─── Task input

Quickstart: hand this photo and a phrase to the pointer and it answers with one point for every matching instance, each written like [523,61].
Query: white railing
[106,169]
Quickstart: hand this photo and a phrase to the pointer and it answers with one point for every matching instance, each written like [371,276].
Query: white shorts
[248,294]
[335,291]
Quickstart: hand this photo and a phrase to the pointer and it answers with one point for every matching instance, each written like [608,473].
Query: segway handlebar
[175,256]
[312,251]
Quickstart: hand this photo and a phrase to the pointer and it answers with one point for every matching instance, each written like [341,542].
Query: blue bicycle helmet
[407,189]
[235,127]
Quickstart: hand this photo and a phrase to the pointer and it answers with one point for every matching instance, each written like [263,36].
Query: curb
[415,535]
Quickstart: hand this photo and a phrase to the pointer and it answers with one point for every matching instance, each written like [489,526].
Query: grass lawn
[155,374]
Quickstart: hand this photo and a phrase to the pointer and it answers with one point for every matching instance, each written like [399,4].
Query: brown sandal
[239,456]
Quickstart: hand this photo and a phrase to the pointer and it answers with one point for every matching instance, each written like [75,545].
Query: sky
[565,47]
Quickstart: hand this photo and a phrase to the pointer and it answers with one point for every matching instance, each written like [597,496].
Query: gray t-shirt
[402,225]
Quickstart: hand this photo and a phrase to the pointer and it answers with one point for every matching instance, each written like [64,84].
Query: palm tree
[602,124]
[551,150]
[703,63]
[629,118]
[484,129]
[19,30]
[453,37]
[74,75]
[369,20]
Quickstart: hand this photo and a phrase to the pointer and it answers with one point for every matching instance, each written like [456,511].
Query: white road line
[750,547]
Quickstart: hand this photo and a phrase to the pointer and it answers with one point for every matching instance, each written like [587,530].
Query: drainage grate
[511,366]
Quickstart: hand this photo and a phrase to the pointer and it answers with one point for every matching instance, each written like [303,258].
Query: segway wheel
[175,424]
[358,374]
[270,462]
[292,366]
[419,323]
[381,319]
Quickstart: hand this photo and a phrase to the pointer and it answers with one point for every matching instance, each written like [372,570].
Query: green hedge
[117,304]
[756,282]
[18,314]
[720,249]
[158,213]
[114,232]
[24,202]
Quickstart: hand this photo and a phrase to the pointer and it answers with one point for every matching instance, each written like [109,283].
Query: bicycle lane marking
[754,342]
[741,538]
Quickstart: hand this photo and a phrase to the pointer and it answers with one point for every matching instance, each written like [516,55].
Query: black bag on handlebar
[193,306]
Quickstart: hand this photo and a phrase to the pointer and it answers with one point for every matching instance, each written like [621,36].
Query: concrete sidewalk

──────

▶ _What you will do_: Copy out the whole listing above word for word, leaving no line out.

▶ _Expected output_:
Quickstart: hand this photo and a phrase to the pointer and it answers with one point for every matching instance, each written like [523,61].
Query: white railing
[106,169]
Quickstart: hand this photo and a phrase to the pointer and it answers with one point for every matching instance, each written like [371,276].
Query: white shorts
[248,294]
[335,291]
Quickstart: hand this photo and a phrase to the pointer and it answers with one point for every matching instance, each written like [608,473].
Query: segway handlebar
[175,256]
[312,251]
Quickstart: hand this photo and a phrase to the pointer and it answers with one point for every matching instance, each written like [341,542].
Query: blue bicycle helmet
[407,189]
[235,127]
Quickstart: hand this photo and a phrase to the pointer and it answers with one point for every matching instance, each written like [263,36].
Query: curb
[415,535]
Quickstart: hand this photo and a phrase to the pointer and it answers with one point for every matching instance, each written like [489,526].
Query: grass lawn
[155,374]
Quickstart: hand this photo and a phrase to the pointer and it answers with one point for every matching instance, each written like [399,4].
Query: brown sandal
[239,456]
Quickstart: hand this photo and a phrase to the pointer and it answers with one point for every matching instance, each written like [75,545].
Query: sky
[565,47]
Quickstart: hand this photo and a phrase to the pointer and it answers with one point for every matching instance, each written like [597,496].
Query: gray t-shirt
[402,225]
Quickstart: hand this photo and a phrase to the pointer and it answers with one point for every matching instance, each written like [64,84].
Query: palm tree
[602,124]
[551,150]
[703,63]
[629,118]
[484,129]
[19,30]
[453,37]
[74,75]
[369,20]
Quickstart: hand this photo and a phrase to the pointer and it answers with one point for every matching instance, each written like [456,511].
Query: white road line
[750,547]
Quickstart: hand this photo and a phrase to the pointer and it answers with one point for every matching instance, each written like [587,530].
Query: drainage grate
[511,366]
Quickstart: hand this photo and a phrase to the pointer and it answers with one point for every matching instance, each written like [303,258].
Query: segway wheel
[175,424]
[358,374]
[270,462]
[292,366]
[419,323]
[381,319]
Quickstart: hand this photo and a phrase to the pointer and it answers with one point for every matching instance, each written like [372,570].
Query: green hedge
[117,304]
[756,282]
[18,314]
[720,249]
[158,213]
[114,232]
[24,202]
Quickstart: hand this photo and a phrase to the pointer and it answers with one point for every matching instance, each written like [109,283].
Query: bicycle lane marking
[754,342]
[741,538]
Quickstart: hand this photo and a phrase to the pointer and it answers with one point for every matching instance, each written like [516,55].
Query: black bag on handlebar
[193,306]
Quickstart: hand this photo and a phrase to the pointer and it answers with one point for every matching instance, each written like [621,36].
Query: concrete sidewalk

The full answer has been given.